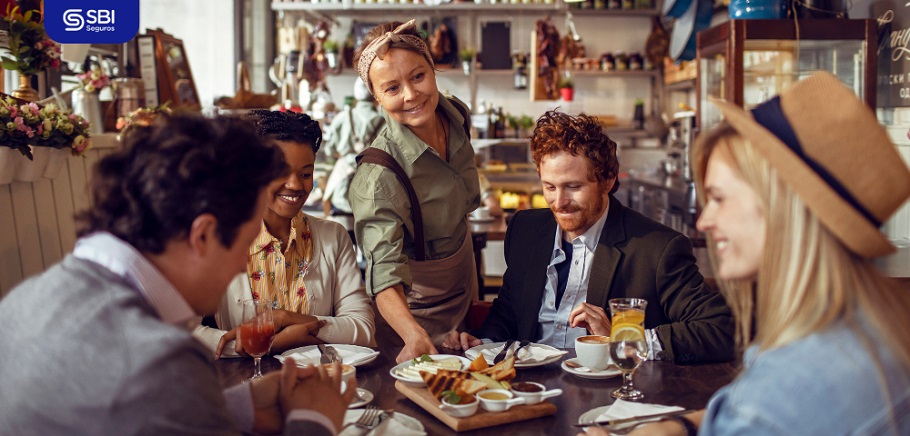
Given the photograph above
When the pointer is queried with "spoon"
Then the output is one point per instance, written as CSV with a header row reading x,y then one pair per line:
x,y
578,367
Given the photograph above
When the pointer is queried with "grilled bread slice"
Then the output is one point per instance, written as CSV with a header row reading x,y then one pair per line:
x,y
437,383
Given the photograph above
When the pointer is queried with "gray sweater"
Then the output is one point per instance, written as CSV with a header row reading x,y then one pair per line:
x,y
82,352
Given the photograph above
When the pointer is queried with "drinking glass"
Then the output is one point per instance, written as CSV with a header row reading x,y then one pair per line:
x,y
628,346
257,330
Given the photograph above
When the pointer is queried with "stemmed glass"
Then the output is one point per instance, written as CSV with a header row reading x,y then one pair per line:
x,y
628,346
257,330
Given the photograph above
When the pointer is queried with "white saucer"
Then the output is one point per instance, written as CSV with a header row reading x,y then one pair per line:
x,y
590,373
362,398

********

▶ [Aim of the exercise]: Output the data exactly. Pictures don't belong in the result.

▶ [Response to this task]:
Given the photograph above
When the pointer is queried with "spoon"
Then the output is one point per instance, written as CSV with a header row reading x,y then one pair per line:
x,y
578,367
Given the photograph above
When the pointer is queried with "grilled bread slice"
Then the output is one point per instance, written as CSV with a header row reading x,y then one pair per line:
x,y
437,383
Given the photograph above
When the pointer is queried with "gray sweater"
Then the output is one point per instance, written as CSV with a header row reading x,y then one pair per line:
x,y
82,352
Given the photograph above
When the pointer is queried with "drinking glass"
Then the output is one point per instance, written as CSV with a header row reading x,y then one pair per line:
x,y
628,346
257,330
Given the photograph above
When the pointer is queried with "stemmed glass"
Then the output is one point per instance, written as CSV with a header row reading x,y then one pair per line:
x,y
628,346
257,330
Given the photograph above
When the pointer is queried with "white saucer"
Then the output is one point per instance, written as CSV with a header row reading x,y then one pair per line:
x,y
590,373
362,398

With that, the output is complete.